• **Work instruction a**
Swap "pandas dataframe" for "pandas DataFrame" and give the getting-started text again from "from segment_anything import" to "of grain parameters.".

• **Selected extract**
┄┄┄┄┄┄┄┄┄┄┄┄┄┄┄┄┄┄┄┄

Getting started
---------------

.. toctree::
   :caption: Getting started

To load the U-Net model:

.. code-block:: python

   import segmenteverygrain as seg
   from keras.saving import load_model
   model = load_model("seg_model.keras", custom_objects={'weighted_crossentropy': seg.weighted_crossentropy})

This assumes that you are using Keras 3 and 'seg_model.keras' was saved using Keras 3. Older models created with a ``segmenteverygrain`` version that was based on Keras 2 do not work with with the latest version of the package.

To run the U-Net segmentation on an image and label the grains in the U-Net output:

.. code-block:: python

   image_pred = seg.predict_image(image, model, I=256)
   labels, coords = seg.label_grains(image, image_pred, dbs_max_dist=20.0)
    
The input image should not be much larger than ~2000x3000 pixels, in part to avoid long running times; it is supposed to be a numpy array with 3 channels (RGB).
Grains should be well defined in the image and not too small (e.g., only a few pixels in size).
The U-Net prediction should be QC-d before running the SAM segmentation:

.. code-block:: python

   plt.figure(figsize=(15,10))
   plt.imshow(big_im_pred)
   plt.scatter(np.array(coords)[:,0], np.array(coords)[:,1], c='k')
   plt.xticks([])
   plt.yticks([])

If the U-Net segmentation is of low quality, the base model can be (and should be) finetuned using the steps outlined :ref:`below<Finetuning the U-Net model>`.

The Segment Anything model can be downloaded from this `link <https://dl.fbaipublicfiles.com/segment_anything/sam_vit_h_4b8939.pth>`_.

Here is an example showing how to run the SAM segmentation on an image, using the outputs from the U-Net model:

.. code-block:: python

   from segment_anything import sam_model_registry
   sam = sam_model_registry["default"](checkpoint="sam_vit_h_4b8939.pth") # load the SAM model
   all_grains, labels, mask_all, grain_data, fig, ax = seg.sam_segmentation(sam, image, image_pred, coords, labels, min_area=400.0, plot_image=True, remove_edge_grains=False, remove_large_objects=False)

The ``all_grains`` list contains shapely polygons of the grains detected in the image. ``labels`` is an image that contains the labels of the grains. 
``grain_data`` is a pandas dataframe with a number of grain parameters.

If you want to detect grains in large images, you should use the ``predict_large_image`` function, which will split the image into patches and run the Unet and SAM segmentations on each patch:

.. code-block:: python

   all_grains = seg.predict_large_image(fname, model, sam, min_area=400.0, patch_size=2000, overlap=200)

Just like before, the ``all_grains`` list contains shapely polygons of the grains detected in the image. The image containing the grain labels can be generated like this:

.. code-block:: python

   labels = seg.rasterize_grains(all_grains, large_image)

See the `Segment_every_grain.ipynb <https://github.com/zsylvester/segmenteverygrain/blob/main/segmenteverygrain/Segment_every_grain.ipynb>`_ notebook for an example 
of how the models can be loaded and used for segmenting an image and QC-ing the result. The notebook goes through the steps of loading the models, running the 
segmentation, interactively updating the result, and saving the grain data and the mask.

┄┄┄┄┄┄┄┄┄┄┄┄┄┄┄┄┄┄┄┄

• **Records taken from a dataset**
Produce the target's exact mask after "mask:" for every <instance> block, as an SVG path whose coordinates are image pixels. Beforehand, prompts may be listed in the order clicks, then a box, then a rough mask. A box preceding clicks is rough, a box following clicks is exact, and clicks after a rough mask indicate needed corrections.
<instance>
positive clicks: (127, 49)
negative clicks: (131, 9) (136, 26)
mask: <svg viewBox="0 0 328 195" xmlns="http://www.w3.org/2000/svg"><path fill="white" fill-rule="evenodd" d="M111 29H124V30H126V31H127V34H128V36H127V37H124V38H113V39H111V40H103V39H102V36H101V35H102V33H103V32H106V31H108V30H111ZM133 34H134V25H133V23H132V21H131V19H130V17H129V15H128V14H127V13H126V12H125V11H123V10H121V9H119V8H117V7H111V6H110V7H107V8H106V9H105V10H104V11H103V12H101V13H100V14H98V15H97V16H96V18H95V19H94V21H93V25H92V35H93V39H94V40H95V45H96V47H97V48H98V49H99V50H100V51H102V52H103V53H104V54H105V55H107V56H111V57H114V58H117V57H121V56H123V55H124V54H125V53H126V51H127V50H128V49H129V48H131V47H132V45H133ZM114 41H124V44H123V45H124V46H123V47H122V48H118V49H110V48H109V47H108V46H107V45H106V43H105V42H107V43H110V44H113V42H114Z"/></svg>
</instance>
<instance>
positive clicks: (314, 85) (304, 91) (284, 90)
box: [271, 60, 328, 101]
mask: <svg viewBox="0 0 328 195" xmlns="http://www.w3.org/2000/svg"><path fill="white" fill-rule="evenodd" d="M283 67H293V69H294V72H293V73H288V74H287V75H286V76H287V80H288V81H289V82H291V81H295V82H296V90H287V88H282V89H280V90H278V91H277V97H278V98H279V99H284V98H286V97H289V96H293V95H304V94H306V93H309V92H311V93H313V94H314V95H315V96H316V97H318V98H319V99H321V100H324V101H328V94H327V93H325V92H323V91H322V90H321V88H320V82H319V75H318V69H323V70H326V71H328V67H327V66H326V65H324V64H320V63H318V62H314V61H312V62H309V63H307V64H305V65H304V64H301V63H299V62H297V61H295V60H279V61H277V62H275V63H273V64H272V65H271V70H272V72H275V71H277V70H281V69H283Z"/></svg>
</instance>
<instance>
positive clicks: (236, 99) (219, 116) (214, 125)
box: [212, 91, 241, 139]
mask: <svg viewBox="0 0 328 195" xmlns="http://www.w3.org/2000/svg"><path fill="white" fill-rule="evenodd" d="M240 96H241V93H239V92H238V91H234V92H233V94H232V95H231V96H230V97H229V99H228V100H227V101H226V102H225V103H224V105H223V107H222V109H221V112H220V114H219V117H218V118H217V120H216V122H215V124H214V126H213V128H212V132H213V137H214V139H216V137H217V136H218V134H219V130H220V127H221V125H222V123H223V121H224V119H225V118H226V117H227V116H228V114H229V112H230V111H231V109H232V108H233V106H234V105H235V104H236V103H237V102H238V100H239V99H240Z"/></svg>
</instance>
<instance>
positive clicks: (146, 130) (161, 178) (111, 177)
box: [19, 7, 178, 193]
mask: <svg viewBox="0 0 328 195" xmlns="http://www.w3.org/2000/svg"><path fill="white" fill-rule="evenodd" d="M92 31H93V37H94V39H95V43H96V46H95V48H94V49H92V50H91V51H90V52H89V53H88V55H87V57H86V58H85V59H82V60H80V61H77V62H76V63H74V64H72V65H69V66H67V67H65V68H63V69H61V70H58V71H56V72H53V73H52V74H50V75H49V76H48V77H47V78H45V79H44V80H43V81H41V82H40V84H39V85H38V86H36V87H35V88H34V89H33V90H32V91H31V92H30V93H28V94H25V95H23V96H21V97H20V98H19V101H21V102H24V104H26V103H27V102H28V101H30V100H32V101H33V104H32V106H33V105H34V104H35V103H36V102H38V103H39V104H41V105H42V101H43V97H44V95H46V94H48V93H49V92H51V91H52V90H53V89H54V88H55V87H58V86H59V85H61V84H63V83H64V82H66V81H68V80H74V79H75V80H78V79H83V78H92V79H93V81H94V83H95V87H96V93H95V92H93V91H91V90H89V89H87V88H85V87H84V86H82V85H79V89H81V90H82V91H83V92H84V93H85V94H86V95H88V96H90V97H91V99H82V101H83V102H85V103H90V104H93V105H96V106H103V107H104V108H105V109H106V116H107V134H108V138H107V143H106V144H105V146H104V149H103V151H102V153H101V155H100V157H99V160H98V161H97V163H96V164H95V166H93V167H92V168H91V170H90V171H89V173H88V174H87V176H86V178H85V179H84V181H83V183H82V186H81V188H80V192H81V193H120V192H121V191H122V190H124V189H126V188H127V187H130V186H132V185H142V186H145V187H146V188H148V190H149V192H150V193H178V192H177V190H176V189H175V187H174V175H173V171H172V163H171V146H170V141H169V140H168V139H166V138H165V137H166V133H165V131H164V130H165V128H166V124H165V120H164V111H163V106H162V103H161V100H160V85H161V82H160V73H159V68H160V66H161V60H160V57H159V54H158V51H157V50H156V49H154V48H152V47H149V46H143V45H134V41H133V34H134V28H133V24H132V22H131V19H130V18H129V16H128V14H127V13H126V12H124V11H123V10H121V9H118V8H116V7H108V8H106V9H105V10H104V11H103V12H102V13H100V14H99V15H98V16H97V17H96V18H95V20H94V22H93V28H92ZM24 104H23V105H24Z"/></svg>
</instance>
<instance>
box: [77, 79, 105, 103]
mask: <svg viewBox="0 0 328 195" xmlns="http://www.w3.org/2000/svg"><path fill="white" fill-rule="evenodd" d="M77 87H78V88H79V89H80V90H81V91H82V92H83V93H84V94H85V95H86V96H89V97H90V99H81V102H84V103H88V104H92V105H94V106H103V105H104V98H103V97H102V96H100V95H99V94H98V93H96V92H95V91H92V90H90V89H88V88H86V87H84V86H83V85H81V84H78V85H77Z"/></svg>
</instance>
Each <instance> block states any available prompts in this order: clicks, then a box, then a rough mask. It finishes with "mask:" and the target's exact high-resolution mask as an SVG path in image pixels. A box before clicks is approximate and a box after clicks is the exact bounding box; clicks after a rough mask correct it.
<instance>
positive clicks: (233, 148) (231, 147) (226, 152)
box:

┄┄┄┄┄┄┄┄┄┄┄┄┄┄┄┄┄┄┄┄

• **Work instruction b**
Transcribe the dataset listing from its first line to the line with "negative clicks: (131, 9) (136, 26)".

• **Task result a**
from segment_anything import sam_model_registry
   sam = sam_model_registry["default"](checkpoint="sam_vit_h_4b8939.pth") # load the SAM model
   all_grains, labels, mask_all, grain_data, fig, ax = seg.sam_segmentation(sam, image, image_pred, coords, labels, min_area=400.0, plot_image=True, remove_edge_grains=False, remove_large_objects=False)

The ``all_grains`` list contains shapely polygons of the grains detected in the image. ``labels`` is an image that contains the labels of the grains. 
``grain_data`` is a pandas DataFrame with a number of grain parameters.

• **Task result b**
Produce the target's exact mask after "mask:" for every <instance> block, as an SVG path whose coordinates are image pixels. Beforehand, prompts may be listed in the order clicks, then a box, then a rough mask. A box preceding clicks is rough, a box following clicks is exact, and clicks after a rough mask indicate needed corrections.
<instance>
positive clicks: (127, 49)
negative clicks: (131, 9) (136, 26)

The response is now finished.